◆ **Task**: Give back exactly the lines from the one containing "Expected behaviour: for every instance of the brass" through the end of the records, including both, and no others.

◆ **Information given**:

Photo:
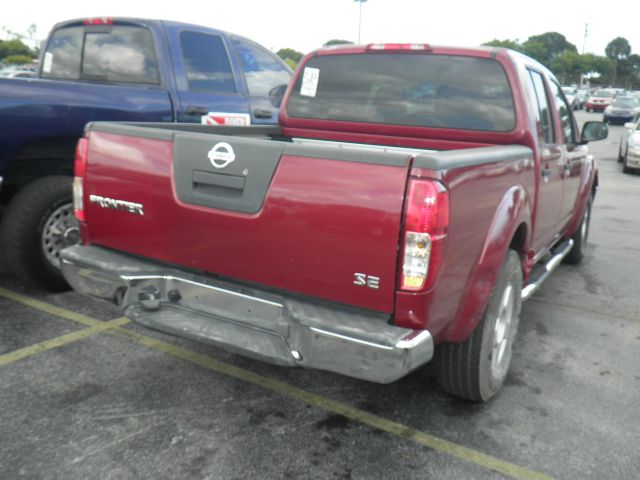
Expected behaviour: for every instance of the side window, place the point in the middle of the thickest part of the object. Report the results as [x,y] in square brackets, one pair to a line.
[125,54]
[121,54]
[566,119]
[261,70]
[206,63]
[62,58]
[544,113]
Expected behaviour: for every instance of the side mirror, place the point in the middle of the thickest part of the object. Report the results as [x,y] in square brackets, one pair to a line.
[593,131]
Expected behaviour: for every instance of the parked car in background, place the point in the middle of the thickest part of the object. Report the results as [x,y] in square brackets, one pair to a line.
[16,71]
[599,100]
[571,95]
[122,70]
[622,110]
[629,148]
[583,96]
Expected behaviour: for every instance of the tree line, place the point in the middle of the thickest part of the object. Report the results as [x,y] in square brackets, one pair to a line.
[618,68]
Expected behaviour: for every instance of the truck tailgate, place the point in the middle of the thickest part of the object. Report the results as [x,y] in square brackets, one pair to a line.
[295,218]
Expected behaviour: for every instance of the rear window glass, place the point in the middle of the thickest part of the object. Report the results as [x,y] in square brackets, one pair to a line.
[262,71]
[405,89]
[207,63]
[118,54]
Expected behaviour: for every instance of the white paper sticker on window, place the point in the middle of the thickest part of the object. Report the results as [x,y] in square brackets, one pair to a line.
[48,60]
[225,118]
[310,82]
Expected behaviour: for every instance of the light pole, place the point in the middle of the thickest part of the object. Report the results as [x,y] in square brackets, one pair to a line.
[360,17]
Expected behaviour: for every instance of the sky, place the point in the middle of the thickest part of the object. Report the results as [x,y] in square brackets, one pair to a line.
[305,25]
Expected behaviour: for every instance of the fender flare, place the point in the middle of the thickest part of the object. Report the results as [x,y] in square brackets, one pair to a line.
[514,212]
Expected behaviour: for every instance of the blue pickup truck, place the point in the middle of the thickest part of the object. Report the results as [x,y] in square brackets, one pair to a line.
[115,69]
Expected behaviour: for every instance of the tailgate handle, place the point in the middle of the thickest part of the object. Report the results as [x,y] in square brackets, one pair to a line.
[217,184]
[263,113]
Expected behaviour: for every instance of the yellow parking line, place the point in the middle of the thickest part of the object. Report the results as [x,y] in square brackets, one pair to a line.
[60,341]
[403,431]
[48,308]
[374,421]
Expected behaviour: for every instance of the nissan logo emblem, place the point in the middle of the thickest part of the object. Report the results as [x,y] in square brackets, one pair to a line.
[221,155]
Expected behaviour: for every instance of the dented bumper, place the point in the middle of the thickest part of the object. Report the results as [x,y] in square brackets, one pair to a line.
[274,328]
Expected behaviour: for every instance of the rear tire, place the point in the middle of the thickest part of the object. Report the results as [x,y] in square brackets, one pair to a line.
[475,369]
[38,224]
[580,236]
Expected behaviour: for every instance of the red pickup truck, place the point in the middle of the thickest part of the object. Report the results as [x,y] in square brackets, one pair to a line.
[410,199]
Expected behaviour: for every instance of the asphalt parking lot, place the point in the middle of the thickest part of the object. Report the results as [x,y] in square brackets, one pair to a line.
[86,394]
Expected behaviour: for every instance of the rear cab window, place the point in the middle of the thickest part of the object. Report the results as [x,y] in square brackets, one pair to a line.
[107,53]
[262,72]
[206,63]
[447,91]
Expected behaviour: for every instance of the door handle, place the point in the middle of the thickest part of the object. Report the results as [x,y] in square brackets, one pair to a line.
[263,114]
[196,110]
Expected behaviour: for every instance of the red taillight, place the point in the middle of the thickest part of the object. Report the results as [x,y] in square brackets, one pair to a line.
[98,21]
[80,169]
[425,233]
[398,46]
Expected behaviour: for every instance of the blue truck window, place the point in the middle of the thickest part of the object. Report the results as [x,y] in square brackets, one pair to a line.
[62,58]
[262,72]
[122,54]
[206,63]
[125,54]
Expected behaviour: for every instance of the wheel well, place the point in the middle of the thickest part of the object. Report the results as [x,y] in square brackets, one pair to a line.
[39,159]
[519,238]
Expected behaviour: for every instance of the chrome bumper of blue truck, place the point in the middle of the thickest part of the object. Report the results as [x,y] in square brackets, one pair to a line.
[277,329]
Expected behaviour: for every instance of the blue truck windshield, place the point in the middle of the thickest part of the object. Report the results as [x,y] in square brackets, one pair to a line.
[447,91]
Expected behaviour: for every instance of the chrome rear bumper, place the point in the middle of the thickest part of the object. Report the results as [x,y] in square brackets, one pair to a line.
[274,328]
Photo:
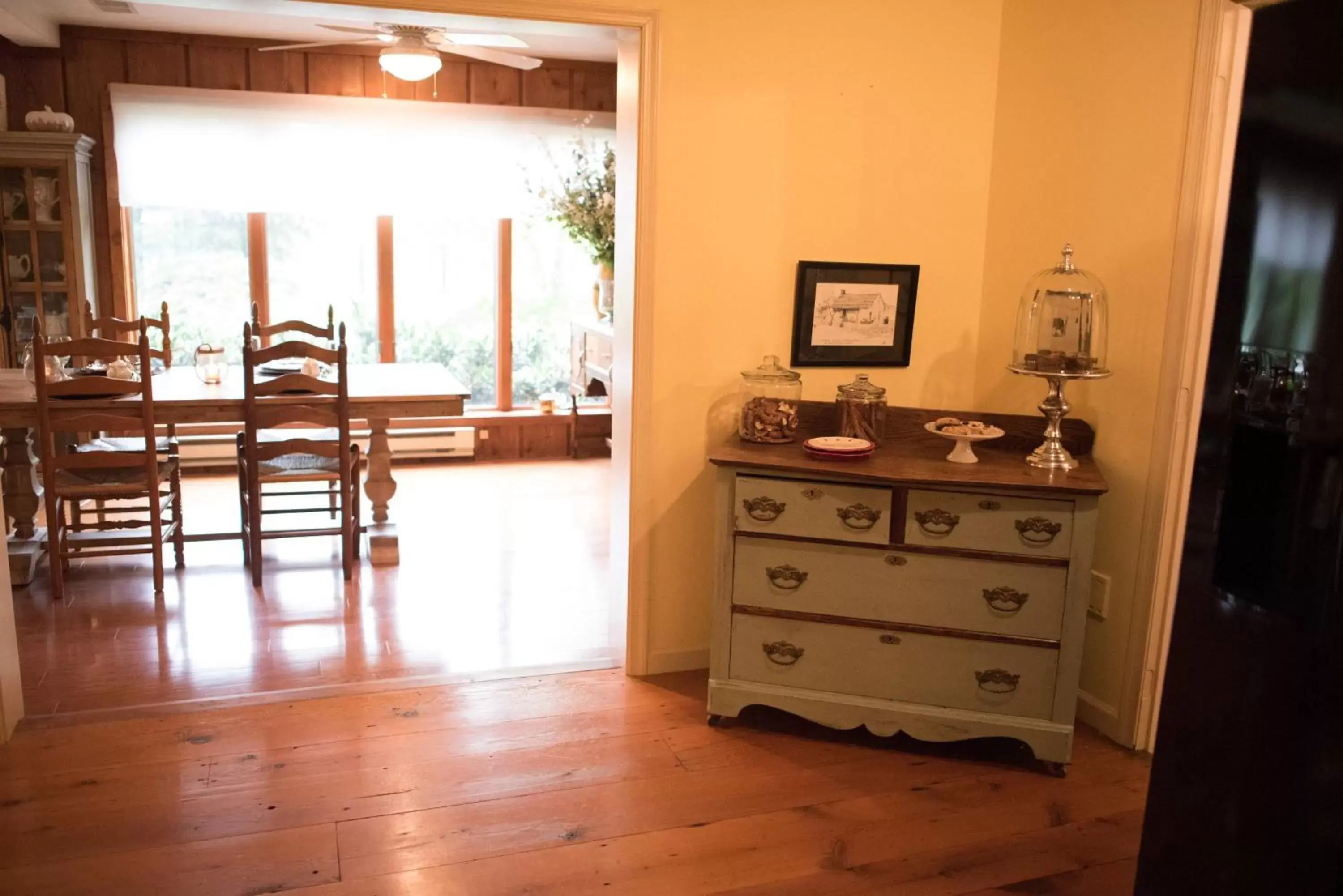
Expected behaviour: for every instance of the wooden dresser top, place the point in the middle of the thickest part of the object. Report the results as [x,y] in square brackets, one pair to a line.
[918,460]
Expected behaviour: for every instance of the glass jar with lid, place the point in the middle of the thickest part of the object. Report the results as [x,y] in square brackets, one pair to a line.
[861,410]
[770,397]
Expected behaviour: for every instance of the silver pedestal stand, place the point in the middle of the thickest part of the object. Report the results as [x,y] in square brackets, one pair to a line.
[1052,455]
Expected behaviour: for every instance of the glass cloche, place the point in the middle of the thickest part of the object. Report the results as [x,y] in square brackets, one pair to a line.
[1061,324]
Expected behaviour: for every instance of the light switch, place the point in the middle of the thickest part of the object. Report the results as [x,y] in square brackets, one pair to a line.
[1099,605]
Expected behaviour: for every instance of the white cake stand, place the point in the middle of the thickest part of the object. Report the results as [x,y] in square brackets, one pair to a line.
[963,453]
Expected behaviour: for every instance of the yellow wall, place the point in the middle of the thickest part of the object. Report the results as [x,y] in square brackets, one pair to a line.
[856,131]
[1091,116]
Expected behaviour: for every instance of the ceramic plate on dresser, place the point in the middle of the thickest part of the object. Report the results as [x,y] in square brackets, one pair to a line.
[838,445]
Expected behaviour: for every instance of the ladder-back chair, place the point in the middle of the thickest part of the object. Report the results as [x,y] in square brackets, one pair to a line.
[295,327]
[270,456]
[115,328]
[70,476]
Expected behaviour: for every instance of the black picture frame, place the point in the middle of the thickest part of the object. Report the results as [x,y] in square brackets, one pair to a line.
[828,350]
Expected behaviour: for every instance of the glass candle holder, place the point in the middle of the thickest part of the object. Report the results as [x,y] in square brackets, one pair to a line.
[210,364]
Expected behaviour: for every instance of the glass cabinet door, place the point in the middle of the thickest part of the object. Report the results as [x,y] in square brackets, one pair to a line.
[35,252]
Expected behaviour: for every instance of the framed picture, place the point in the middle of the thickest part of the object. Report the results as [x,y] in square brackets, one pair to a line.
[853,315]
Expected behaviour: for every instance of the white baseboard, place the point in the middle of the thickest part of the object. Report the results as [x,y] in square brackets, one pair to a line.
[1100,715]
[663,661]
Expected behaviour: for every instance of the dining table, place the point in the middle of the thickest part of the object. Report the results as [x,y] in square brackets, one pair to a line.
[379,394]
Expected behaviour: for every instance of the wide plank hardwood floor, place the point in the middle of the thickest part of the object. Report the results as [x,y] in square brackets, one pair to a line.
[504,570]
[575,784]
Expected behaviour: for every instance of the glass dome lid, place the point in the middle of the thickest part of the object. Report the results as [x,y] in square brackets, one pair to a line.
[1063,324]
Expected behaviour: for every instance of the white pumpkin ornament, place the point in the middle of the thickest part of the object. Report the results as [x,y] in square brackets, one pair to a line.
[50,121]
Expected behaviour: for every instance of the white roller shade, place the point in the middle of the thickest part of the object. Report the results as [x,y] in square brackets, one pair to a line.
[242,151]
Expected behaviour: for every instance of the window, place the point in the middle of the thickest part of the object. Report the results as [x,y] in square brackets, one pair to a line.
[315,261]
[197,261]
[296,214]
[445,274]
[552,286]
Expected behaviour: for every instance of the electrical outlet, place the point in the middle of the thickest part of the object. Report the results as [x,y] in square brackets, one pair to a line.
[1099,605]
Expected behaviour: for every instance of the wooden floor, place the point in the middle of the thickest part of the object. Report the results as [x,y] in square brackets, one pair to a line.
[562,785]
[504,570]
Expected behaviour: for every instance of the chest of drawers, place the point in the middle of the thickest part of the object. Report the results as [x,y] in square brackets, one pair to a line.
[903,596]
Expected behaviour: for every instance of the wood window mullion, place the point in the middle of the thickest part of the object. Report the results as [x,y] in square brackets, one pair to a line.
[258,270]
[386,292]
[504,319]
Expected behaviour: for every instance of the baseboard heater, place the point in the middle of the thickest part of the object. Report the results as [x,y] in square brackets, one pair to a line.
[432,442]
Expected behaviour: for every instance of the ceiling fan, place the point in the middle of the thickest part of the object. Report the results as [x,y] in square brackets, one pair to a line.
[411,51]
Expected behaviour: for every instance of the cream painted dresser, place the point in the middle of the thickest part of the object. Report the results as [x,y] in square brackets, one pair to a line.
[903,593]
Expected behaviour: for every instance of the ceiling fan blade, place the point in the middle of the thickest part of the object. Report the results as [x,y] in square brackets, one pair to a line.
[348,30]
[485,54]
[319,43]
[484,39]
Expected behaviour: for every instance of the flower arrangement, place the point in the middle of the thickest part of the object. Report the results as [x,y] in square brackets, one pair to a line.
[585,201]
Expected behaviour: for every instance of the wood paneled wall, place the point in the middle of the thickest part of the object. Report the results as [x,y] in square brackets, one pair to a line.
[76,77]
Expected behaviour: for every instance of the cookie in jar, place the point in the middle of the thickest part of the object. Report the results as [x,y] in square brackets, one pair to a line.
[770,397]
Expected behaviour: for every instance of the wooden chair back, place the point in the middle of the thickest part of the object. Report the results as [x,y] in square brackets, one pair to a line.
[94,403]
[293,327]
[295,398]
[116,328]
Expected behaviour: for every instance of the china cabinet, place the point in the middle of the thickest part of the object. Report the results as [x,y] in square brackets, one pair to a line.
[46,222]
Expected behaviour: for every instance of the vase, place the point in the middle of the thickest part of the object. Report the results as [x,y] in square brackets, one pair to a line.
[603,292]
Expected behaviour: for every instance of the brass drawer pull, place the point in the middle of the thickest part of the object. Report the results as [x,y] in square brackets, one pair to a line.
[786,577]
[859,516]
[782,653]
[997,680]
[1005,600]
[937,522]
[1037,531]
[763,510]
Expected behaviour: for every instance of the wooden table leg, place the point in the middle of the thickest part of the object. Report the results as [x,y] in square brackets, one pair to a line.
[22,500]
[383,545]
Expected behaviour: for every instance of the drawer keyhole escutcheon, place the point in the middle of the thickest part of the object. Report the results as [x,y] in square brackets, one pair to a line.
[937,522]
[997,680]
[763,510]
[1037,531]
[1005,600]
[782,653]
[786,578]
[859,516]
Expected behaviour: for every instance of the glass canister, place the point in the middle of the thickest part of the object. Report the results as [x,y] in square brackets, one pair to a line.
[863,410]
[770,397]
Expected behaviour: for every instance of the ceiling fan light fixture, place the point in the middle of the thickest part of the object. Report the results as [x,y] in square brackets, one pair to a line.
[410,64]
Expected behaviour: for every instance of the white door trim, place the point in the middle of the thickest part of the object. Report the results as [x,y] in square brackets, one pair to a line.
[1205,184]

◆ **Answer**:
Expected behaviour: for every instance of the brass drawer pull, place the point in the middle of the thickest part of the object. Report the results as [x,y] in square brackets, one pair to a line.
[786,577]
[859,516]
[782,653]
[997,680]
[1005,600]
[937,522]
[1037,531]
[763,510]
Expected behaviour: for every instance of the wooden table leg, place the point in the middle of the thickest part of the object. Report the results as [x,y] in square brackets, one pair to a line.
[22,500]
[383,545]
Expected behaviour: for every instance of the drawer keyhole escutcheon, place the point in the middle of the thickest part of the object. Report the results as [x,y] in square brackets, one pair to a line.
[937,522]
[997,680]
[763,510]
[1037,531]
[1005,600]
[782,653]
[786,578]
[859,516]
Expected behaviour: for every instance of the glass canister, place the point in the middle of the thickest part of the object. Report the results as [x,y] in square brackets, one pair to a line.
[863,410]
[770,397]
Expected behaviour: for every instance of the ceiling fan light fixture, place the point in the middle of the thickest part of the object. Report the results as [x,y] in square brackets, one pair to a line.
[410,64]
Expected behaviour: for every instance of the white door trim, place the point in the middle of the thickest part of the object. Report the results as [x,y] in square brackets, one pair to a line.
[1205,184]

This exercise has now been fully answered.